*** Source passage ***
Turning to your distinction between differentiation as a "natural event" and cloning as an "unnatural event," I wonder what status you'd ascribe to an adult clone. Would he be a person? If so, I'm not sure what significance you attribute to acts of nature as opposed to acts of man. God works through man, after all, and this entire discussion began with Phil's assertion that cloning isn't "playing God" because twins are natural clones.

How does some unnatural event that might occur long after personhood is established to everyone's satisfaction have any bearing on that?

As you say in the sentence before your question, we are here attempting to establish the point of personhood as evident in natural markers of development. You suggested that the ability to become more than one person means that an embryo is not a person. I'd say that general acceptance that adult humans are "persons" that can potentially be split into two people amounts to experimental proof that the quality of cleavability is not an adequate marker of personhood. You're, ahem, presupposing that a fertilized egg is not a person.
*** End of Source passage ***
*** Provided material ***
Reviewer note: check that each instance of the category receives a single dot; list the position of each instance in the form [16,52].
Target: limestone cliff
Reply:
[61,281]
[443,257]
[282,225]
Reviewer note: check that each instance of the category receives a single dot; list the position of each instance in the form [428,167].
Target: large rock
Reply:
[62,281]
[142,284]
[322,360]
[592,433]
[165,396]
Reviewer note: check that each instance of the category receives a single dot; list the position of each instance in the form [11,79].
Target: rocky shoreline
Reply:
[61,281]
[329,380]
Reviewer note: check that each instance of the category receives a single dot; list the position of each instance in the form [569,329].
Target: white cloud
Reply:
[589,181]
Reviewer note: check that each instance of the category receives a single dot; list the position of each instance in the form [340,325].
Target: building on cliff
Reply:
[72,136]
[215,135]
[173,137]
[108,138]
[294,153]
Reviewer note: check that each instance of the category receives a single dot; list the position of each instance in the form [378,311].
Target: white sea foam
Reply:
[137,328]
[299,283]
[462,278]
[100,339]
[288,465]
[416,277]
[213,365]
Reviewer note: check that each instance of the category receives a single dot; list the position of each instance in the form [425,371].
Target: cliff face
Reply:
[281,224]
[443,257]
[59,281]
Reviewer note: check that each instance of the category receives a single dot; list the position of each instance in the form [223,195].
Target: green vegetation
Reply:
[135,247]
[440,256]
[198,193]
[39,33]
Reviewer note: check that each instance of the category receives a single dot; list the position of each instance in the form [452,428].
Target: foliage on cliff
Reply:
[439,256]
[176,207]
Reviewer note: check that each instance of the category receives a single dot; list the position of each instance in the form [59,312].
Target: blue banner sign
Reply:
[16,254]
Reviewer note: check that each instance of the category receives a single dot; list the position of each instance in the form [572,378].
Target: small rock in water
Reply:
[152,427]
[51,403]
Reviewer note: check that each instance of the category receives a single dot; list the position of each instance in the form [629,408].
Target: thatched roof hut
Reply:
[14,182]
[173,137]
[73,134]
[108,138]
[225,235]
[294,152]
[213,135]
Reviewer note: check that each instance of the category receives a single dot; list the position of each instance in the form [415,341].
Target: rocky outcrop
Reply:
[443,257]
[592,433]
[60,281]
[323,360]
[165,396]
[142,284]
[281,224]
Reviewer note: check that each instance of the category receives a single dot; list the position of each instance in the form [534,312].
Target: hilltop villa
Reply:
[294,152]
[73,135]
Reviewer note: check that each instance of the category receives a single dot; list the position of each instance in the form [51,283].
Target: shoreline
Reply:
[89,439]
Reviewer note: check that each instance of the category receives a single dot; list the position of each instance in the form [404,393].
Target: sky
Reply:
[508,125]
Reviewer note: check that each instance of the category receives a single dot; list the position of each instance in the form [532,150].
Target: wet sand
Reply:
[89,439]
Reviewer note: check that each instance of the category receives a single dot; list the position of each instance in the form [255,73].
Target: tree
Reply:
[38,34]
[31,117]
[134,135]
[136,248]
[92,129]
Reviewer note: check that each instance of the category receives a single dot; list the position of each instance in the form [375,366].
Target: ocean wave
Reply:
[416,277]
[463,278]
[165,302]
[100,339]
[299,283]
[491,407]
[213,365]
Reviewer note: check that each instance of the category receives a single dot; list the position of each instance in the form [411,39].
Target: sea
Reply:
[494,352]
*** End of Provided material ***
* **Actions to take**:
1) Output the portion of the passage on cloning and personhood between "As you say in" and "egg is not a person.", inclusive.
2) Please continue the passage on cloning and personhood from where it ends.
The listing comes from a separate source.

* **Responses by item number**:
1)
As you say in the sentence before your question, we are here attempting to establish the point of personhood as evident in natural markers of development. You suggested that the ability to become more than one person means that an embryo is not a person. I'd say that general acceptance that adult humans are "persons" that can potentially be split into two people amounts to experimental proof that the quality of cleavability is not an adequate marker of personhood. You're, ahem, presupposing that a fertilized egg is not a person.

2)
Set aside the embryonic stem cell issue - if your physician was treating you for double pneumonia, is this an attitude you would value in him?

Yes, I would hope that my doctor understands the difference between killing somebody and allowing him to die. (There are reams of discussion about what "respect for life" allows us to do with terminal patients who are suffering.)

Posted by: Justin Katz at December 18, 2004 10:14 AM

Stephen said,

Perhaps it is the synthesis of all these characteristics we've been talking about that you're considering. It's a human cell, AND it has a unique DNA code, AND it has has the capacity to self-assemble into a complete human body. The sum of your arguments might be greater than its parts.

Exactly.

Nevertheless, there is still a huge gulf between that fertilized egg and you or I. There is no nervous system to transmit pain, no brain to feel pain or experience fear or regret. There are no organs or structures of any kind.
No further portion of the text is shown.